(begin)
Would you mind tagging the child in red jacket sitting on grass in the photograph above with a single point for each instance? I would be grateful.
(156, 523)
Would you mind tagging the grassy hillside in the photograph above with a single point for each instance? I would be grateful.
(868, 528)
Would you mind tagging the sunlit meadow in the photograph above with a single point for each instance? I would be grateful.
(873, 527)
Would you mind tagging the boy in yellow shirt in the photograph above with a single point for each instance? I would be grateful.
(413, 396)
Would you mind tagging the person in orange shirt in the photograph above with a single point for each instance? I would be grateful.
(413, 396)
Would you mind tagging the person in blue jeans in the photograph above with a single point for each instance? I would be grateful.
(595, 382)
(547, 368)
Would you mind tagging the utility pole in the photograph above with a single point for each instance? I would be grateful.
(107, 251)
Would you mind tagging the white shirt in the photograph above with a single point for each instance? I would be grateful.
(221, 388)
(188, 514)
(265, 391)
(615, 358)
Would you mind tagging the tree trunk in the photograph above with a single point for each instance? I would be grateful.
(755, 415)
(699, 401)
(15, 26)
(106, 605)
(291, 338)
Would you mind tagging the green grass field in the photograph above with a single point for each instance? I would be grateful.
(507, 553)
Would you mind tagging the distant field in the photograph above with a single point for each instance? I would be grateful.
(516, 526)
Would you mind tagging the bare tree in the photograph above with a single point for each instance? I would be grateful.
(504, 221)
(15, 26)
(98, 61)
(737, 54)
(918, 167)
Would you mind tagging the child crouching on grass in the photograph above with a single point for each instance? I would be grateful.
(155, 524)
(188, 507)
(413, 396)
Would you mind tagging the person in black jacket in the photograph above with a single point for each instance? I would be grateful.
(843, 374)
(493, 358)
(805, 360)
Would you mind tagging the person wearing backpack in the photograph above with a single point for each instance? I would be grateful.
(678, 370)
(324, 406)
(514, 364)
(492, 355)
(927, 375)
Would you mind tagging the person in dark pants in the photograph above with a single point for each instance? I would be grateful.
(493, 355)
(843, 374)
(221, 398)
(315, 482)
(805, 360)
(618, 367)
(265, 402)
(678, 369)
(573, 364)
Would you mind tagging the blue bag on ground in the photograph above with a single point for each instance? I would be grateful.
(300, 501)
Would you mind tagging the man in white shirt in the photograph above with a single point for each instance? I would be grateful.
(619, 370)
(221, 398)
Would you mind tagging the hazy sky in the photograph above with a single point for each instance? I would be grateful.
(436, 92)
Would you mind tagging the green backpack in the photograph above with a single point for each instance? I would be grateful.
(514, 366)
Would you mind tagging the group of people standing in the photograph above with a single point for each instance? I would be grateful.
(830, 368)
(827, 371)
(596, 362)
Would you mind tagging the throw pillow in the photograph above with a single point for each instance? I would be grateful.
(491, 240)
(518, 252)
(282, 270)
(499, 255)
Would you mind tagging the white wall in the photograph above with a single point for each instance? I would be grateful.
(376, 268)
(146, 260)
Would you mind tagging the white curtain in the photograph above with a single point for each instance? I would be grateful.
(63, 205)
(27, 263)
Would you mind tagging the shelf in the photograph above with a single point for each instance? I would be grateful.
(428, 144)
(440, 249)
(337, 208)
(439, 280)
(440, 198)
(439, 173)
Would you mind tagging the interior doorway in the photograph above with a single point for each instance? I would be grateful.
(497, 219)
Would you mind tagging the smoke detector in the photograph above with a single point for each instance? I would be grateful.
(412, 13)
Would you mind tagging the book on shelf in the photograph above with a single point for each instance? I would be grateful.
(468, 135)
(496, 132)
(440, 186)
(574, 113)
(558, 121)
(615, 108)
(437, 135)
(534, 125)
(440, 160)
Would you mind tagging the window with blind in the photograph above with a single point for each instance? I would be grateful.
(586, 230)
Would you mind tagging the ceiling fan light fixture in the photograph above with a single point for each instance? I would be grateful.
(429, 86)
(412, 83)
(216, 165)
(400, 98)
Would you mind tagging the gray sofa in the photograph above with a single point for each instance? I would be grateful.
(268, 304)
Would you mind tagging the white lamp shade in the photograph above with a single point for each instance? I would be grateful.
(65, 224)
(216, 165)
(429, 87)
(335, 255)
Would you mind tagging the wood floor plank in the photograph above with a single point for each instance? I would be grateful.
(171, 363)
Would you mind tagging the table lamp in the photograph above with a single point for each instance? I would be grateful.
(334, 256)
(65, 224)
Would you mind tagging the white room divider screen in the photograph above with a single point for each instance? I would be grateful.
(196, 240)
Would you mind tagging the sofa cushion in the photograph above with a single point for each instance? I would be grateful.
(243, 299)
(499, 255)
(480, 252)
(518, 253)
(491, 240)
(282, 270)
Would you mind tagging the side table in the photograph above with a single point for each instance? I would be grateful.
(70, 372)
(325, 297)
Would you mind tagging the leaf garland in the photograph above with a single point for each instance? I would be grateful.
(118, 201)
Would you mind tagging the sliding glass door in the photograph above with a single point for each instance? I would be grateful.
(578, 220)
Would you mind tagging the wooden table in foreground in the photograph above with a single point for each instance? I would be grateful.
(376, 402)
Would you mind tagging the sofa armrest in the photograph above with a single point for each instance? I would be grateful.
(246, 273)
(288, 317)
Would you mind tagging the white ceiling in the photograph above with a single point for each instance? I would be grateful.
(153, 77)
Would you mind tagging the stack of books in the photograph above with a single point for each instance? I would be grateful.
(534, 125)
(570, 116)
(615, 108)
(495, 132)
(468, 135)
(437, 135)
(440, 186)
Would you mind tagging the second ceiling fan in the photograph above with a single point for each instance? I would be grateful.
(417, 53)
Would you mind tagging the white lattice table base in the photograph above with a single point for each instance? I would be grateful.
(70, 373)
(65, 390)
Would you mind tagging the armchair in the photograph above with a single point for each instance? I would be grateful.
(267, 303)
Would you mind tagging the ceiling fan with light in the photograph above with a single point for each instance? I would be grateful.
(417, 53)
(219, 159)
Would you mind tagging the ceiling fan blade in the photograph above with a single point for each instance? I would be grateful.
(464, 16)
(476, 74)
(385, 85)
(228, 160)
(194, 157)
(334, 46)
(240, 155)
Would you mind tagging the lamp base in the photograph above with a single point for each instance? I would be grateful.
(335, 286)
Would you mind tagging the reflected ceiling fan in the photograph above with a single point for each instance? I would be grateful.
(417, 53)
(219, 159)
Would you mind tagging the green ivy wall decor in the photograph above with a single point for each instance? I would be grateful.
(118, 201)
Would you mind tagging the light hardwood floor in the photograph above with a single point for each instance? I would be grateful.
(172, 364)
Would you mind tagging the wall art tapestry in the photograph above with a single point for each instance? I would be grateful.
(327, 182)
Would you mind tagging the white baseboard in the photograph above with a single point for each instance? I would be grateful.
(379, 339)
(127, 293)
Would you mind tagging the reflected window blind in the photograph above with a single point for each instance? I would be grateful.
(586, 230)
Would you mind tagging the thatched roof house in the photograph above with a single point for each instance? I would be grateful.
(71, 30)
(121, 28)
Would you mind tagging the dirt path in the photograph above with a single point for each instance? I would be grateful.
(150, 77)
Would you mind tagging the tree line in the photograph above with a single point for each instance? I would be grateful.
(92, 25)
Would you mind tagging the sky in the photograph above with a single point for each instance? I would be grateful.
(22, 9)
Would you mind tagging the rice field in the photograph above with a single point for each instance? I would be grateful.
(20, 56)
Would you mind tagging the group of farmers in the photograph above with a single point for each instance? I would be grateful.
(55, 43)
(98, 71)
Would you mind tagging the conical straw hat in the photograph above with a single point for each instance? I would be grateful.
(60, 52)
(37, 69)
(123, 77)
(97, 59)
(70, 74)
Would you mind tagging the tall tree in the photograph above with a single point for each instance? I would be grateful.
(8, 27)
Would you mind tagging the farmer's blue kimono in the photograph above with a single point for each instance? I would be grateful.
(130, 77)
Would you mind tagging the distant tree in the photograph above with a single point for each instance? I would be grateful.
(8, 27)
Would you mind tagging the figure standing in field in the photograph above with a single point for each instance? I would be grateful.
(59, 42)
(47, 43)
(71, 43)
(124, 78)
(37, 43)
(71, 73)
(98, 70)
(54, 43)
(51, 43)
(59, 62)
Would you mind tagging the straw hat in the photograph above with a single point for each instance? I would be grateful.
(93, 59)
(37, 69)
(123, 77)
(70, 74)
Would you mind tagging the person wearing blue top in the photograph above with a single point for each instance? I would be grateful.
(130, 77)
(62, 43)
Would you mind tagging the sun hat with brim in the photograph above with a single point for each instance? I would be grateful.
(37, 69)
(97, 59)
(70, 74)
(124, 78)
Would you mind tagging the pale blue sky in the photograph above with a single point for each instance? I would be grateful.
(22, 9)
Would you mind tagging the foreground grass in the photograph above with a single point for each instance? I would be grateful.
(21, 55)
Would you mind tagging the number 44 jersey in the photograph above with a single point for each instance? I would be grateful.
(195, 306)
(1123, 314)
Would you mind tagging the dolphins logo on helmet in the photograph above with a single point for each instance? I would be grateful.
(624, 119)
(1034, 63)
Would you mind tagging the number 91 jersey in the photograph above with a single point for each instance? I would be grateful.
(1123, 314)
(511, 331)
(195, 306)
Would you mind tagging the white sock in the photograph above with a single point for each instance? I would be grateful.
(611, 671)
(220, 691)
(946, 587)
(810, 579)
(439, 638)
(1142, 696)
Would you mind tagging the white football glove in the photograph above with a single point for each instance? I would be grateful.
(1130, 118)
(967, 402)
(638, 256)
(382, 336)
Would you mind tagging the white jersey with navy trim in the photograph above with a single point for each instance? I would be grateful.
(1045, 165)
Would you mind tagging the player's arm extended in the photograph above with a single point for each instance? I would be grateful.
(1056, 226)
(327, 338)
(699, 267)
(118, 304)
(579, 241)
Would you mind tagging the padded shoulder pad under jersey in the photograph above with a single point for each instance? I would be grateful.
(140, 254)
(end)
GOAL OF THE EXERCISE:
Please format the items from the line containing "Would you mind tagging the number 91" through the end of the items as a two-column CSV with headers item_text and item_answer. Give one row per item, with each field in double quotes and any line breaks turned into spaces.

EXERCISE OUTPUT:
item_text,item_answer
"Would you mind tagging the number 91 jersey in the photograph above with a single point for each instance? I would be grateful.","(1123, 314) (511, 331) (195, 306)"
"Would you mind tagging the white sock in the photograph above with a single point for each instance? I would be grateful.","(611, 671) (220, 691) (946, 587) (810, 579) (439, 638) (1142, 696)"
"Would you mind tagging the white football glove in the photograph above with a single point for each instance? I would be grateful.","(1130, 118) (967, 402) (638, 256) (382, 336)"
"Would you mind tagging the white jersey with navy trim in the photograph above with a single point for each instance? I would be grateful.","(1045, 165)"
"Would you mind tagging the player's arm extended in the photograph above with a single point for each instance? I would be grateful.","(1056, 226) (327, 338) (699, 267) (118, 304) (579, 241)"
"Would you mind tagging the padded shoulder pad under jersey in the photograph above with a single point for each instance? I would be grateful.","(140, 254)"